## THE TASK
Your task is to repeat all of the material exactly.

## GIVEN DATA

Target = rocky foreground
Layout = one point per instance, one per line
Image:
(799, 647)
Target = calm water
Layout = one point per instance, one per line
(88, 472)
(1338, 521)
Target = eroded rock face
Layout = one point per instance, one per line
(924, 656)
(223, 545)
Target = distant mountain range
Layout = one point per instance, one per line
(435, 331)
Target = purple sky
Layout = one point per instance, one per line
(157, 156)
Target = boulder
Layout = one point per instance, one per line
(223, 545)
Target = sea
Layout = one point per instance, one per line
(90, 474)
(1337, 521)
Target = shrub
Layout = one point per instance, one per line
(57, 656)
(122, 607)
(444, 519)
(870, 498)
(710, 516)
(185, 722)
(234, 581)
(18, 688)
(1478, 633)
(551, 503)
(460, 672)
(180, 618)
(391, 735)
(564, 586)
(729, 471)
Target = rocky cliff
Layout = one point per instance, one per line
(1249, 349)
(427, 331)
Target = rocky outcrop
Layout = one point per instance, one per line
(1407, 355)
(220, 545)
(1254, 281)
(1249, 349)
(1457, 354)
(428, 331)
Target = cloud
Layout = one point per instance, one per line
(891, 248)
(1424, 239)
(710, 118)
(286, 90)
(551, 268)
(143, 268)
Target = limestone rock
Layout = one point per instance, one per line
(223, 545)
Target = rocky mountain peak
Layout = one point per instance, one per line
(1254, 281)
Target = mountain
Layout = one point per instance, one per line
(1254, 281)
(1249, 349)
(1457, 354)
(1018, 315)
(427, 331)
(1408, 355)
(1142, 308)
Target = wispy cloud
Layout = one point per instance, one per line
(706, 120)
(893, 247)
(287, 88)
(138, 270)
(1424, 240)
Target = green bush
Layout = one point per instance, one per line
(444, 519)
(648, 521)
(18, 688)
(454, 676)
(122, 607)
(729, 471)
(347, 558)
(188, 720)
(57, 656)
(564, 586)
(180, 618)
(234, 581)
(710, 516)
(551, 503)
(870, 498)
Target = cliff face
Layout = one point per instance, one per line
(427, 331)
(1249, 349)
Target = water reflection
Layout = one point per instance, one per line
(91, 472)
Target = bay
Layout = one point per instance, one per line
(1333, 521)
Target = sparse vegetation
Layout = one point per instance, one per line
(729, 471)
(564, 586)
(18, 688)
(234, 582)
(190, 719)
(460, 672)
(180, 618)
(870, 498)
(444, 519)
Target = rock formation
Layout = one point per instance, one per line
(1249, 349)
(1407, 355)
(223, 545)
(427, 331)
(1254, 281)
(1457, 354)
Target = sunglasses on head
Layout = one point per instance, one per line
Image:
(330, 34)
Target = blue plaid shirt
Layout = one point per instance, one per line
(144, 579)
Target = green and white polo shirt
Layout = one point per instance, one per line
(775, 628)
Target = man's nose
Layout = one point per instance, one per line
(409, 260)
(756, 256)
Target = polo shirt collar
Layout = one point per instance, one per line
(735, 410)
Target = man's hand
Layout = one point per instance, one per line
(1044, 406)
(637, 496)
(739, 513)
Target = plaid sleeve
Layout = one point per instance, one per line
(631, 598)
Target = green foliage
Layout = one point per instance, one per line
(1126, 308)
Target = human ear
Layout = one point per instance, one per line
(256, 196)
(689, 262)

## RESULT OF THIS TASK
Target = rocky foreground
Layout = one point per instance, one per line
Image:
(799, 647)
Target = calm water
Layout = one point per instance, one per line
(88, 472)
(1338, 521)
Target = eroded rock face
Layout = one point per instance, one per line
(924, 656)
(223, 545)
Target = distant mountain range
Layout = one point per instance, one per line
(435, 331)
Target = purple sky
Layout = one point per instance, one per line
(157, 156)
Target = boulder
Layout = one point per instance, one per line
(223, 545)
Target = sea
Layout = one point per instance, one per line
(90, 474)
(1337, 521)
Target = shrub
Layout = one point per instance, one per line
(57, 656)
(122, 607)
(444, 519)
(870, 498)
(710, 516)
(185, 722)
(234, 581)
(18, 688)
(1478, 633)
(551, 503)
(460, 672)
(180, 618)
(391, 735)
(564, 586)
(729, 471)
Target = rocky cliff
Layout = one point per instance, one per line
(1249, 349)
(427, 331)
Target = rocky outcrop
Layout = one point per instance, one per line
(1407, 355)
(220, 545)
(1254, 281)
(1249, 349)
(1457, 354)
(428, 331)
Target = cloud
Layout = one point per instance, one per line
(891, 248)
(1424, 239)
(710, 118)
(286, 90)
(551, 268)
(143, 268)
Target = limestone rock
Layout = one point per instance, one per line
(223, 545)
Target = rocky mountain peak
Layout = one point per instance, one per line
(1254, 281)
Target = mountain
Layout = one point per instance, one per line
(1254, 281)
(1249, 349)
(1457, 354)
(1018, 315)
(427, 331)
(1408, 355)
(1142, 308)
Target = wispy cloud
Layout = one point per instance, one per line
(706, 120)
(893, 247)
(287, 88)
(138, 270)
(1424, 240)
Target = green bush
Layout = one point per instance, one per line
(444, 519)
(648, 521)
(18, 688)
(454, 676)
(122, 607)
(729, 471)
(347, 558)
(188, 720)
(57, 656)
(564, 586)
(180, 618)
(234, 581)
(710, 516)
(551, 503)
(870, 498)
Target = cliff face
Layout = one point per instance, one per line
(427, 331)
(1249, 349)
Target = water reflection
Layout = one point per instance, one per line
(91, 472)
Target = bay
Layout = one point per instance, one per line
(1333, 521)
Target = sparse vegetation
Layout = one point per instance, one per line
(729, 471)
(564, 586)
(18, 688)
(234, 582)
(190, 719)
(460, 672)
(180, 618)
(870, 498)
(444, 519)
Target = rock formation
Layout = one point per instance, one per line
(1249, 349)
(1407, 355)
(223, 545)
(427, 331)
(1254, 281)
(1457, 354)
Target = sunglasses on head
Layout = one point per instance, one per line
Image:
(330, 34)
Target = blue plaid shirt
Layout = one point per instance, one per line
(144, 579)
Target = green and white polo shirt
Layout = one point per instance, one per line
(775, 628)
Target = man's nose
Layout = one point per instance, one per line
(409, 260)
(756, 256)
Target = polo shirt collar
Layout = one point per instance, one per line
(735, 410)
Target = man's hand
Layout = one point per instance, one per line
(1044, 406)
(637, 496)
(739, 513)
Target = plaid sleeve
Layout = one point per instance, one per line
(631, 598)
Target = green foliage
Layout = one point per instance, one per line
(1126, 308)
Target = human ear
Layout = one point per instance, one per line
(256, 196)
(689, 262)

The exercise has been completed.